» **本文**:
======

また1957年には有名な「ウエストサイドストーリー」も作曲しています。1969年には音楽監督を辞任してフリーの指揮者としてウィーンフィル、イスラエルフィルなど多くの楽団を渡り歩いて、作曲にも注力していきました。広島平和コンサートや、ベルリンの壁崩壊を受けて「歓喜の歌」の演奏など、社会的なメッセージを発信し続け、1990年に肺がんで72歳で亡くなります。
 演奏は自作曲含めて一聴すると柔らかく軽やかで非常に聴きやすいのですが、実際にはとても深い世界が待っています。作曲家としてもジャズ的な側面やブルースの視点とクラシックとの融合という当時として先進的な取り組みは、アメリカでジャズの巨匠マイルス・デイビスやジョン・コルトレーンたちと同時期に活動していたバーンスタインにしかできなかったことです。

======

» **提供データ**:
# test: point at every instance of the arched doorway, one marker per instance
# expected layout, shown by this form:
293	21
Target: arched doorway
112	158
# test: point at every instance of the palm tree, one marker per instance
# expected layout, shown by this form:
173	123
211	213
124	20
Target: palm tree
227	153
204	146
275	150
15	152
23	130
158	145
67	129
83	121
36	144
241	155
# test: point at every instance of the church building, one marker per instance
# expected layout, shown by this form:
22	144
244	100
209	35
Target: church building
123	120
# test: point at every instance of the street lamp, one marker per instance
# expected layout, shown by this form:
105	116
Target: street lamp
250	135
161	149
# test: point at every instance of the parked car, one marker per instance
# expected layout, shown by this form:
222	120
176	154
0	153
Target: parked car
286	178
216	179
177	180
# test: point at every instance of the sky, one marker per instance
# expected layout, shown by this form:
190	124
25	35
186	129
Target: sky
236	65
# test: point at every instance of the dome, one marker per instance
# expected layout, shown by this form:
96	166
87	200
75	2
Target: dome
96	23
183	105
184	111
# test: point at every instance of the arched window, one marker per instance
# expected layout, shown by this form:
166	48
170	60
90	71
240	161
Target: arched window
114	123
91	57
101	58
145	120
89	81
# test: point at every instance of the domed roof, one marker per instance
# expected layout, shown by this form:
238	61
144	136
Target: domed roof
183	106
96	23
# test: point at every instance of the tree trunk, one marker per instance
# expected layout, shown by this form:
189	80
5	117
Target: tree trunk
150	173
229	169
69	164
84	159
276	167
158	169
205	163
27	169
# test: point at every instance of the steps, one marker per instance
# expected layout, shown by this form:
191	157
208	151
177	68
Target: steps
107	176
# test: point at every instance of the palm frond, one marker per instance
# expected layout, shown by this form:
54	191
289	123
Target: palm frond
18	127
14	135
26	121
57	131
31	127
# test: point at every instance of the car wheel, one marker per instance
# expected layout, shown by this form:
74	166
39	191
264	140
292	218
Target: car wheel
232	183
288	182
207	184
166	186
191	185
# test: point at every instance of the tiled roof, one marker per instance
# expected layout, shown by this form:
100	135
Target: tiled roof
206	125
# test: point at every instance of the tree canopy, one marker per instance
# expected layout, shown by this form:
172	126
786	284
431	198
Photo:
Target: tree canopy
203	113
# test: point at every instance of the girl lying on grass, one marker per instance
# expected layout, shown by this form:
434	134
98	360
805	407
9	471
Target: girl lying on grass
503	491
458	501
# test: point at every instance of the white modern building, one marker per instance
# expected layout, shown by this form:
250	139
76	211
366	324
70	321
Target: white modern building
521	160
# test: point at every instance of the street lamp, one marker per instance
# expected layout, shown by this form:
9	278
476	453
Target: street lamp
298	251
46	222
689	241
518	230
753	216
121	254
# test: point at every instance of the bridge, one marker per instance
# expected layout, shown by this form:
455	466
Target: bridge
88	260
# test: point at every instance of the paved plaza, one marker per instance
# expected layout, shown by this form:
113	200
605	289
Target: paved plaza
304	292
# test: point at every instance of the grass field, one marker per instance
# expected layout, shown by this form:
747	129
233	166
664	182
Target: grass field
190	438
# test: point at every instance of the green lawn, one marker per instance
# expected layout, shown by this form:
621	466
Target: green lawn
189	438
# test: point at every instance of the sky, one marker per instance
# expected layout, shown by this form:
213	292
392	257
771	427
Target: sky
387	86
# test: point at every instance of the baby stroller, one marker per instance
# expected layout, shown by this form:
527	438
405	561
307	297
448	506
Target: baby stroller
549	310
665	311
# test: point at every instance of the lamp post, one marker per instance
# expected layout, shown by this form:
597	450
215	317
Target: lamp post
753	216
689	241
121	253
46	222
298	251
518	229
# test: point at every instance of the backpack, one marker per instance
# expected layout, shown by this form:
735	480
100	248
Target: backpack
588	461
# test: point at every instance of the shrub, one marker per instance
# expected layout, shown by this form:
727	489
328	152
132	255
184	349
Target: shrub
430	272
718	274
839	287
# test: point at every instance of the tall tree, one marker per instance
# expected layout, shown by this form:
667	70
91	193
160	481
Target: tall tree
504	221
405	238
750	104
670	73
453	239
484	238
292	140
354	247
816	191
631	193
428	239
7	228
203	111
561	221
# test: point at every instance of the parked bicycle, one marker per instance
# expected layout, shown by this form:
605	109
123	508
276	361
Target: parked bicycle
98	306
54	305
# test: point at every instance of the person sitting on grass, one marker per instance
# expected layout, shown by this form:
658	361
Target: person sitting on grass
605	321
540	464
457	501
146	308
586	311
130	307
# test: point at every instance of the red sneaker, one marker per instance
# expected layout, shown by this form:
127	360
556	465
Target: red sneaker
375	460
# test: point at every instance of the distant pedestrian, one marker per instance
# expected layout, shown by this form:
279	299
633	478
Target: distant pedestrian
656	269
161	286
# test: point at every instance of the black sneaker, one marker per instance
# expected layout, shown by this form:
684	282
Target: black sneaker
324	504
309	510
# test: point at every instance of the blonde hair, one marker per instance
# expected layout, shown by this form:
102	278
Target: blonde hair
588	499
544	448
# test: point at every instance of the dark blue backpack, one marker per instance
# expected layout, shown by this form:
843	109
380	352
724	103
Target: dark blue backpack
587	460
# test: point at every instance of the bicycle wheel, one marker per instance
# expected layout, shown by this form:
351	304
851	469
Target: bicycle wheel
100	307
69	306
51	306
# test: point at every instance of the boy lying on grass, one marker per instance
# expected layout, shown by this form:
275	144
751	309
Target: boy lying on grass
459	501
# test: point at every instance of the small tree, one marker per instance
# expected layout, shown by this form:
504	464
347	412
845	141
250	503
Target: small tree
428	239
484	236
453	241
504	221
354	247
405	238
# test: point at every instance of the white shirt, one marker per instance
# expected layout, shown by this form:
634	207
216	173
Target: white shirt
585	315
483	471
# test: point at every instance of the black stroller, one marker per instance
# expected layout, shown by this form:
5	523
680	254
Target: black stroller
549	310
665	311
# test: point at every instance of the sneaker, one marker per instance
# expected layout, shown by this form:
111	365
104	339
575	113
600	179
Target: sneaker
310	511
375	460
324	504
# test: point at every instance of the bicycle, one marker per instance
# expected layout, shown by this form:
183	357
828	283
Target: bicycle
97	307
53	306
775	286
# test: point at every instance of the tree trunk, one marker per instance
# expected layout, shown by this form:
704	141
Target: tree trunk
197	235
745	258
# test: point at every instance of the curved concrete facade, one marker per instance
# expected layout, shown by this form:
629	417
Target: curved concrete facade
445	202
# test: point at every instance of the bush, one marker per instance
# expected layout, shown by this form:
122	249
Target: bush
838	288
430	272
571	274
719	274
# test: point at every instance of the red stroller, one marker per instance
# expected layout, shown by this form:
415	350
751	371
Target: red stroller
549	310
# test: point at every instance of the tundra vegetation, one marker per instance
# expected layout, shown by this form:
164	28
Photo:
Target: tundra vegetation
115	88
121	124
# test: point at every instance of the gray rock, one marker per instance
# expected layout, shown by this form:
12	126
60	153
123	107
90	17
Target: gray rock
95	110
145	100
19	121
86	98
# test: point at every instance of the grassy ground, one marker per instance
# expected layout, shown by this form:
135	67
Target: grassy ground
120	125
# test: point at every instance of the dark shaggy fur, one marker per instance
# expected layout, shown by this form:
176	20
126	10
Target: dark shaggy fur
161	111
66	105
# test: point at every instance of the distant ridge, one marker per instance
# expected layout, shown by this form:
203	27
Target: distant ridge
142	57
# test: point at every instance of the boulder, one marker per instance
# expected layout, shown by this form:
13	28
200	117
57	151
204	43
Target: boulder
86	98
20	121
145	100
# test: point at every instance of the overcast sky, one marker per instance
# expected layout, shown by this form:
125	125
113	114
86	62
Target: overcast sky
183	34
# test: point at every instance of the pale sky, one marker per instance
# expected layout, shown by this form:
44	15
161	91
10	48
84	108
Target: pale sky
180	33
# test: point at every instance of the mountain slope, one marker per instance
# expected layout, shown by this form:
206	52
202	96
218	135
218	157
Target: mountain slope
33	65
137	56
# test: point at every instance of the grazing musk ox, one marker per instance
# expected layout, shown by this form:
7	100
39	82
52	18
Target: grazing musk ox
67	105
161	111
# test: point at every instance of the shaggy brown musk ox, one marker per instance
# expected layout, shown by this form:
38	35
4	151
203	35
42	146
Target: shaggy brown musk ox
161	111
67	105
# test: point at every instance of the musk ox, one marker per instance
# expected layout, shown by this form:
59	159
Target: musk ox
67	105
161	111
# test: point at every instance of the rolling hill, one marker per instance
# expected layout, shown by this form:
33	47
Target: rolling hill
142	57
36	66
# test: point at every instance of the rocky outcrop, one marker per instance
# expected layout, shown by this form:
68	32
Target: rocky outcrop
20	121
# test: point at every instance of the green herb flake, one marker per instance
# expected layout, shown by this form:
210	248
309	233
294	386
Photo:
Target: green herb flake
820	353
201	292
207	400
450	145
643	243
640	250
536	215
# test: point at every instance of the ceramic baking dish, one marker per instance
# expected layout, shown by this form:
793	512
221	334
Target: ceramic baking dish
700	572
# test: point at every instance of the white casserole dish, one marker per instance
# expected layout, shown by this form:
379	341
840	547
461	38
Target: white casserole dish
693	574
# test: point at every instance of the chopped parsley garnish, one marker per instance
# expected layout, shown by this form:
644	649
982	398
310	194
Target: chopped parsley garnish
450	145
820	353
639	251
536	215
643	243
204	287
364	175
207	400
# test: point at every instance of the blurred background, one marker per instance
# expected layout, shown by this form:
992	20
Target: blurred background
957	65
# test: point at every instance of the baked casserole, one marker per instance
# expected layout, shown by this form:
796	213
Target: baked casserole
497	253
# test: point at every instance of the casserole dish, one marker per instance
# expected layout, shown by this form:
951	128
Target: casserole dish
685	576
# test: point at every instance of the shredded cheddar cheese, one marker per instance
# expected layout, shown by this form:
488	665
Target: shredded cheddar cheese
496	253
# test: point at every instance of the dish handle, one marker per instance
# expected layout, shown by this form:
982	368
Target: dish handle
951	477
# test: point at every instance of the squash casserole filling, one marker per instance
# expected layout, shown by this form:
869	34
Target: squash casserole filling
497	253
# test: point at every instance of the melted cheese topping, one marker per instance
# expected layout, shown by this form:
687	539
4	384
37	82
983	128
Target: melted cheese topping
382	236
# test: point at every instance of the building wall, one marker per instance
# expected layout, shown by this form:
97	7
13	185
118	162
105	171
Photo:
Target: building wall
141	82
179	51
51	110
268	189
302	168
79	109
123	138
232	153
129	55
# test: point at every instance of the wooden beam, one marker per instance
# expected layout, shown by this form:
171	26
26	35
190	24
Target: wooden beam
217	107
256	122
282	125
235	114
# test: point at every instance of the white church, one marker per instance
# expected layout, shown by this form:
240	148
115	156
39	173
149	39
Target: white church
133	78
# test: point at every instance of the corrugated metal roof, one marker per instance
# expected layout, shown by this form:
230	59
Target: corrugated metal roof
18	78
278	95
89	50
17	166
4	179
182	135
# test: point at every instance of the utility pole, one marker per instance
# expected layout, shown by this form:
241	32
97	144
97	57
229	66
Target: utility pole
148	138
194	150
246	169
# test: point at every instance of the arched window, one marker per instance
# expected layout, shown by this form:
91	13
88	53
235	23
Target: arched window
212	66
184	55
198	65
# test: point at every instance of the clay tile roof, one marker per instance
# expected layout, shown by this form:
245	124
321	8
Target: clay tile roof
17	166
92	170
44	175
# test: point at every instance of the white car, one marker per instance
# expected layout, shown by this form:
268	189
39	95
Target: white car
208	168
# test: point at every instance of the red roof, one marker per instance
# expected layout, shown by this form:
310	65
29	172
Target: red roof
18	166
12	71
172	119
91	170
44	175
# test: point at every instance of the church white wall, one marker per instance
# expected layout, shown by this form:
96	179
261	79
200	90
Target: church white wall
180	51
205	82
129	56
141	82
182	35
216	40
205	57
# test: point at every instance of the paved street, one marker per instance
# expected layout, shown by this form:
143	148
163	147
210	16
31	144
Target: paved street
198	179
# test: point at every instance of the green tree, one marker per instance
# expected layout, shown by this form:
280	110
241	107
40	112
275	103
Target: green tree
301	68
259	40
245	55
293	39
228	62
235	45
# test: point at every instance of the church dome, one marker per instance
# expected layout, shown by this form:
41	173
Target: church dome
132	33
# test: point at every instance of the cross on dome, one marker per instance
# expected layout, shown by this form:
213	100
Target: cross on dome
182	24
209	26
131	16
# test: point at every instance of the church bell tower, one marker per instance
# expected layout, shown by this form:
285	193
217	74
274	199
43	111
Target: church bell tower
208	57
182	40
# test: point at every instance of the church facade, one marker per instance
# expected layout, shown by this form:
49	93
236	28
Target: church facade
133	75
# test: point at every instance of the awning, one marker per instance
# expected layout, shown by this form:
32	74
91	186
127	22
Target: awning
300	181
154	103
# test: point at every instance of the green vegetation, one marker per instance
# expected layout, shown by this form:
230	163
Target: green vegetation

======

» **指示**:
1: 本文のうち「また1957年には有名な「ウ」から「がんで72歳で亡くなります。」までの部分を、一字も変えずに再掲してください。
2: 提供データの中で「# test: point at every instance of the paved street, one」を含む行から末尾の行までを、両端の行も含めてそのまま書き写してください。
提供データの各行は、本文の内容とは何の関係もありません。

» **解答**:
1:
また1957年には有名な「ウエストサイドストーリー」も作曲しています。1969年には音楽監督を辞任してフリーの指揮者としてウィーンフィル、イスラエルフィルなど多くの楽団を渡り歩いて、作曲にも注力していきました。広島平和コンサートや、ベルリンの壁崩壊を受けて「歓喜の歌」の演奏など、社会的なメッセージを発信し続け、1990年に肺がんで72歳で亡くなります。

2:
# test: point at every instance of the paved street, one marker per instance
# expected layout, shown by this form:
143	148
163	147
210	16
31	144
Target: paved street
198	179
# test: point at every instance of the green tree, one marker per instance
# expected layout, shown by this form:
280	110
241	107
40	112
275	103
Target: green tree
301	68
259	40
245	55
293	39
228	62
235	45
# test: point at every instance of the church dome, one marker per instance
# expected layout, shown by this form:
41	173
Target: church dome
132	33
# test: point at every instance of the cross on dome, one marker per instance
# expected layout, shown by this form:
213	100
Target: cross on dome
182	24
209	26
131	16
# test: point at every instance of the church bell tower, one marker per instance
# expected layout, shown by this form:
285	193
217	74
274	199
43	111
Target: church bell tower
208	57
182	40
# test: point at every instance of the church facade, one marker per instance
# expected layout, shown by this form:
49	93
236	28
Target: church facade
133	75
# test: point at every instance of the awning, one marker per instance
# expected layout, shown by this form:
32	74
91	186
127	22
Target: awning
300	181
154	103
# test: point at every instance of the green vegetation, one marker per instance
# expected layout, shown by this form:
230	163
Target: green vegetation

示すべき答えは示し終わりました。